WORK REQUIRED.
Copy everything in the listing below, from the line containing "the black mustang" down to the line containing "point(785, 572)", both of those lines included.

(Object location annotation listing)
----
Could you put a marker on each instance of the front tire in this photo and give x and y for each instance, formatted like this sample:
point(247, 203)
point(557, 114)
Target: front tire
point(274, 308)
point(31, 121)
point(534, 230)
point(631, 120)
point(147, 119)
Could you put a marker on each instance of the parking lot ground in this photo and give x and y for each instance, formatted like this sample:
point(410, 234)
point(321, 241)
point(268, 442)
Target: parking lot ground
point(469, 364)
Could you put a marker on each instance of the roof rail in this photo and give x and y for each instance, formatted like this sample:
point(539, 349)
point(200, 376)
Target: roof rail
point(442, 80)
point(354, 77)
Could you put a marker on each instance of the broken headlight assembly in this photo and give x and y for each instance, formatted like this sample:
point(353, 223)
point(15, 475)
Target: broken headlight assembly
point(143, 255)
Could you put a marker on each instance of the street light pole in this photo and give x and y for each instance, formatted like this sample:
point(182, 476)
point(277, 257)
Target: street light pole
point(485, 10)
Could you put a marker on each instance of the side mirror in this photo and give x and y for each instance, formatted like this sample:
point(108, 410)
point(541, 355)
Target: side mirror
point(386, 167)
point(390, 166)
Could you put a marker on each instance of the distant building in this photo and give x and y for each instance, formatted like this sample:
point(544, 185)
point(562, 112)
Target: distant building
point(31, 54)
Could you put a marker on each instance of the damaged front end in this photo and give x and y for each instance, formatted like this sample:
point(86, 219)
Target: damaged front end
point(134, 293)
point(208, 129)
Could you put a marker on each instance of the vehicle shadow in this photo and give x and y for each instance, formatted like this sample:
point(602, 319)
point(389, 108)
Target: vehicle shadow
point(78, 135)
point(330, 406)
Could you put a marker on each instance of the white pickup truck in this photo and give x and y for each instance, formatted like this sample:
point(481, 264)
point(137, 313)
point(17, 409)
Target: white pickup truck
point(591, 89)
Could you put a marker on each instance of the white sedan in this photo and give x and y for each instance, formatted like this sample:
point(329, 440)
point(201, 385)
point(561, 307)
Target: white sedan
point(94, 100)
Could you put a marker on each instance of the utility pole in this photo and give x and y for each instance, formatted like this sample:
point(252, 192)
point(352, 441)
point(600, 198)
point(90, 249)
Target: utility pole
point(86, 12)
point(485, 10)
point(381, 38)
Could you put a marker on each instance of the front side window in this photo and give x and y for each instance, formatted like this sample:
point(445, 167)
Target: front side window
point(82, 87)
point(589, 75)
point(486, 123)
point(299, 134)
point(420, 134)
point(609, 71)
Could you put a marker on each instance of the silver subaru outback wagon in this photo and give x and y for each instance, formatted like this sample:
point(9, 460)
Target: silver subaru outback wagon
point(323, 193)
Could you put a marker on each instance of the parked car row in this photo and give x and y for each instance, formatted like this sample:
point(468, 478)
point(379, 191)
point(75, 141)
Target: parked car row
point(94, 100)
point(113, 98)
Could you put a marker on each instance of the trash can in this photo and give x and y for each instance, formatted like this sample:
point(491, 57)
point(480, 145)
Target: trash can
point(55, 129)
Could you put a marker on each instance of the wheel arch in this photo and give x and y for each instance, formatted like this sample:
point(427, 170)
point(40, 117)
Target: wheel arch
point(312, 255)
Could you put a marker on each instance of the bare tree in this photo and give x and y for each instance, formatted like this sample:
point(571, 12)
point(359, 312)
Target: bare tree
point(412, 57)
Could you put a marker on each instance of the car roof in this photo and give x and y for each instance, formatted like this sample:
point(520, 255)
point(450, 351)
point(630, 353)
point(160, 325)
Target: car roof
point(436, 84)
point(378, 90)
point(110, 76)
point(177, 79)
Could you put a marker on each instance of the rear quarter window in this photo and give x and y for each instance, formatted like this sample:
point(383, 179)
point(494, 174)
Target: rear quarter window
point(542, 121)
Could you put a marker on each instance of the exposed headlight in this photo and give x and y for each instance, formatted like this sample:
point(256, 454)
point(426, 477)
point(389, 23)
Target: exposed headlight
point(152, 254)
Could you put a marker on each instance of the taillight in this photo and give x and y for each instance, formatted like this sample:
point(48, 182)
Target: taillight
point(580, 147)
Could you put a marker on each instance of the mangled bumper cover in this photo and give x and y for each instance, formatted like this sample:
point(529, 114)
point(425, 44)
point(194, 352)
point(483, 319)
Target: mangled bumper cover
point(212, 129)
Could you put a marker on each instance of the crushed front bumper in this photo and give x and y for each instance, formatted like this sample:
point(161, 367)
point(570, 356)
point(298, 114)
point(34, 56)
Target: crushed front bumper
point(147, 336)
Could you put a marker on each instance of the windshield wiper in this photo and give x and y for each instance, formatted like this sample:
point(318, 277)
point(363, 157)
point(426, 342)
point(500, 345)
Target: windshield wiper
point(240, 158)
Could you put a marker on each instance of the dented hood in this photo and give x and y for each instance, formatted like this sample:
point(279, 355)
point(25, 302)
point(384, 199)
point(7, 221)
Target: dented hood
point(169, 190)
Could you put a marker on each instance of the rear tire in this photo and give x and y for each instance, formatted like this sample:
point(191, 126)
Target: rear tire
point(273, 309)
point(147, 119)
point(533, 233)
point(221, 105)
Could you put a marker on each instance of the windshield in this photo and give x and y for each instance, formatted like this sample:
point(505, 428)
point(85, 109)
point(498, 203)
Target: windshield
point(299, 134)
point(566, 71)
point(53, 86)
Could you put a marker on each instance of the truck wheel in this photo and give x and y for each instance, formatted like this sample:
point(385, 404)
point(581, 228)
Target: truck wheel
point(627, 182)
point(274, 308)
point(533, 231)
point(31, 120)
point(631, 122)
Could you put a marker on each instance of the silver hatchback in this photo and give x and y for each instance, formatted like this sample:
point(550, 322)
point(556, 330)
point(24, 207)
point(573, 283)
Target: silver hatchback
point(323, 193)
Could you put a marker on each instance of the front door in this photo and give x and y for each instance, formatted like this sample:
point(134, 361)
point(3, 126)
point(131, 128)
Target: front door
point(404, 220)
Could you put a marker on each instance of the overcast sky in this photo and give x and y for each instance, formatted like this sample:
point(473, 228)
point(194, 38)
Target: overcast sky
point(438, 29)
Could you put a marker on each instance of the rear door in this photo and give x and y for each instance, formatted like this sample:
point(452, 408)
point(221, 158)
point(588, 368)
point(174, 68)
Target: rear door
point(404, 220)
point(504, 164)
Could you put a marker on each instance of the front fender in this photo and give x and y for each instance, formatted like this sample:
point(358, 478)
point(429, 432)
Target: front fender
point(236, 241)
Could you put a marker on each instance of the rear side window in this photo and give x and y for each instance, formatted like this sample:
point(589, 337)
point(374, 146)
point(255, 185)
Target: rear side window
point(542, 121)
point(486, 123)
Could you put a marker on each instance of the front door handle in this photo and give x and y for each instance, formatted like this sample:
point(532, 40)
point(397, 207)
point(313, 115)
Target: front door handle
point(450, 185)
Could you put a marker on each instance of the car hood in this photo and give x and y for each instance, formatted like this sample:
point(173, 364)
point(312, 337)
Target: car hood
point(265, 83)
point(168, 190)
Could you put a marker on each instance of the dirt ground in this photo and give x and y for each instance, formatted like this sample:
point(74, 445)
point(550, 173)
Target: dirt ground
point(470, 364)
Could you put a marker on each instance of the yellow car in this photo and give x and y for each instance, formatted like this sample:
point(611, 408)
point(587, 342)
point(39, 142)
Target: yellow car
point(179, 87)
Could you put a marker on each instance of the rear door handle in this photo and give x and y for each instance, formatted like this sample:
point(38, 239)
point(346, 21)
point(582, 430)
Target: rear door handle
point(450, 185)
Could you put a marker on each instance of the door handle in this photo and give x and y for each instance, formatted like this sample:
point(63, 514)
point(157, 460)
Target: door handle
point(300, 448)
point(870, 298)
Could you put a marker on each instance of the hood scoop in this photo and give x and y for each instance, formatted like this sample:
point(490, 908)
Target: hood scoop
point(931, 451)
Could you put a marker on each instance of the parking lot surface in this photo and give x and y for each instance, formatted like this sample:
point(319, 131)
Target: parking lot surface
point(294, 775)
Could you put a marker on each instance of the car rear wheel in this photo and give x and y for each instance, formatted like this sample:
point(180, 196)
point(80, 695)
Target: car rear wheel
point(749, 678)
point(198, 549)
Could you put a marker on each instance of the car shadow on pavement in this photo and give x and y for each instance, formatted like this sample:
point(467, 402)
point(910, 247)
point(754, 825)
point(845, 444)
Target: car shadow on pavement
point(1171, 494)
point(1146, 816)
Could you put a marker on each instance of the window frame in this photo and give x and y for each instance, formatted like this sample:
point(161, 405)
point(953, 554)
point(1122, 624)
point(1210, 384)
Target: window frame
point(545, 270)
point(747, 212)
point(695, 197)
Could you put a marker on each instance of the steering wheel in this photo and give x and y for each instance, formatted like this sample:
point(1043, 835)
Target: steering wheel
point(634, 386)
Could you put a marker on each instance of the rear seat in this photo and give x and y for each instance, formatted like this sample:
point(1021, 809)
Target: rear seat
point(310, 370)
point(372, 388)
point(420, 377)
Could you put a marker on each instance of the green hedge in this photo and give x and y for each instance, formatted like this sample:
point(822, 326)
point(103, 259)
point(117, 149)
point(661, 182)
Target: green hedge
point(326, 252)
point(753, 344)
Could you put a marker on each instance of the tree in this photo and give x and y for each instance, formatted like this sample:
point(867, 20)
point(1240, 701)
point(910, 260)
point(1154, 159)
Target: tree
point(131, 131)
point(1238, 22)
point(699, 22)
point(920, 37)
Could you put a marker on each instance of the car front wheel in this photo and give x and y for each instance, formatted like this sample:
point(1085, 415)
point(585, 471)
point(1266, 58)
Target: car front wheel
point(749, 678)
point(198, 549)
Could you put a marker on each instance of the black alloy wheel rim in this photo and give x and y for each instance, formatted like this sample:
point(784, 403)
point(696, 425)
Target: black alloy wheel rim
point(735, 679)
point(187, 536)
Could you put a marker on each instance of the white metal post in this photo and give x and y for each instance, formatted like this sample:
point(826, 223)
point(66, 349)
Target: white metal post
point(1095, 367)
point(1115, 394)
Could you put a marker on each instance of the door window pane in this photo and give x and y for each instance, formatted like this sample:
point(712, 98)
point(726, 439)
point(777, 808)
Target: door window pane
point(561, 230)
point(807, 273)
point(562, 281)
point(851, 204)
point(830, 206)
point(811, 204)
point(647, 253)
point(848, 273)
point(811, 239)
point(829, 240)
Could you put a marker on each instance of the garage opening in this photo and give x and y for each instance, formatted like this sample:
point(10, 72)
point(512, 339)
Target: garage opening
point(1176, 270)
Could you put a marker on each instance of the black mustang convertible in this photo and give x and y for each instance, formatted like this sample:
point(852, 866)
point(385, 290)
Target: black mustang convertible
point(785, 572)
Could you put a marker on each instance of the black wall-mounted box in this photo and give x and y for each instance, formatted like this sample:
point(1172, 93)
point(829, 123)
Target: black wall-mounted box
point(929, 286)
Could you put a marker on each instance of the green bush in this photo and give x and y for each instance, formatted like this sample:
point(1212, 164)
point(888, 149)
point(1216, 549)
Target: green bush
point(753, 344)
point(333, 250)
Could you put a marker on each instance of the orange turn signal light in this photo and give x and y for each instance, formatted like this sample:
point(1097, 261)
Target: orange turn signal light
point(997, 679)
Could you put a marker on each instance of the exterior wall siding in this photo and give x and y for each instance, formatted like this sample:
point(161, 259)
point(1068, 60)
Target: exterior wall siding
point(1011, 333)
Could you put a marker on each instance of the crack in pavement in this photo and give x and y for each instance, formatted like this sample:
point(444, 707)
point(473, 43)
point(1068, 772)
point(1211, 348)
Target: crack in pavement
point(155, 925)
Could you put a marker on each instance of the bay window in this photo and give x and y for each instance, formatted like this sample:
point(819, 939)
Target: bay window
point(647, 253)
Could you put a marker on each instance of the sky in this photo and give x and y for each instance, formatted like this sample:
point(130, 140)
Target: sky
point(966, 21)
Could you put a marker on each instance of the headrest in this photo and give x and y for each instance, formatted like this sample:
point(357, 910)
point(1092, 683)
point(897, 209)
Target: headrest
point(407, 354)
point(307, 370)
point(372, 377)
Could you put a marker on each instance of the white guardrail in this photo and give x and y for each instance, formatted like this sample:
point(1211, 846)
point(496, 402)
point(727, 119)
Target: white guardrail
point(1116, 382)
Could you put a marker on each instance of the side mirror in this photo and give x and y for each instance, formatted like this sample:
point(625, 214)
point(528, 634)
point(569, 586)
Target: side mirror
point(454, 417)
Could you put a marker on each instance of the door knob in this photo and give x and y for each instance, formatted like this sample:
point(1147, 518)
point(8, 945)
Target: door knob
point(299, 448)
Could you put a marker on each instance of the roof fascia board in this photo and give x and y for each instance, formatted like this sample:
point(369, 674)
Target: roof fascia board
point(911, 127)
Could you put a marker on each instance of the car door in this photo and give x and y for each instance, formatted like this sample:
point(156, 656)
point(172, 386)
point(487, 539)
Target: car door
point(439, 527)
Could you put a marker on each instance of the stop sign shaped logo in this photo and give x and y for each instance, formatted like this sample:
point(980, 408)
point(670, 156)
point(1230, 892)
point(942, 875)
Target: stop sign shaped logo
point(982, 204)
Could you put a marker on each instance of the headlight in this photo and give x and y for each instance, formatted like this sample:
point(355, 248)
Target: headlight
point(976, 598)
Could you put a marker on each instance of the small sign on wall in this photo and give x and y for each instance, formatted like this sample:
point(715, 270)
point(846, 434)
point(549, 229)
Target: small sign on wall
----
ANSWER.
Could you put a marker on each instance of the black mustang convertible in this photo and give x and y for each instance, formatted like this sample:
point(852, 866)
point(385, 290)
Target: black mustang convertible
point(785, 572)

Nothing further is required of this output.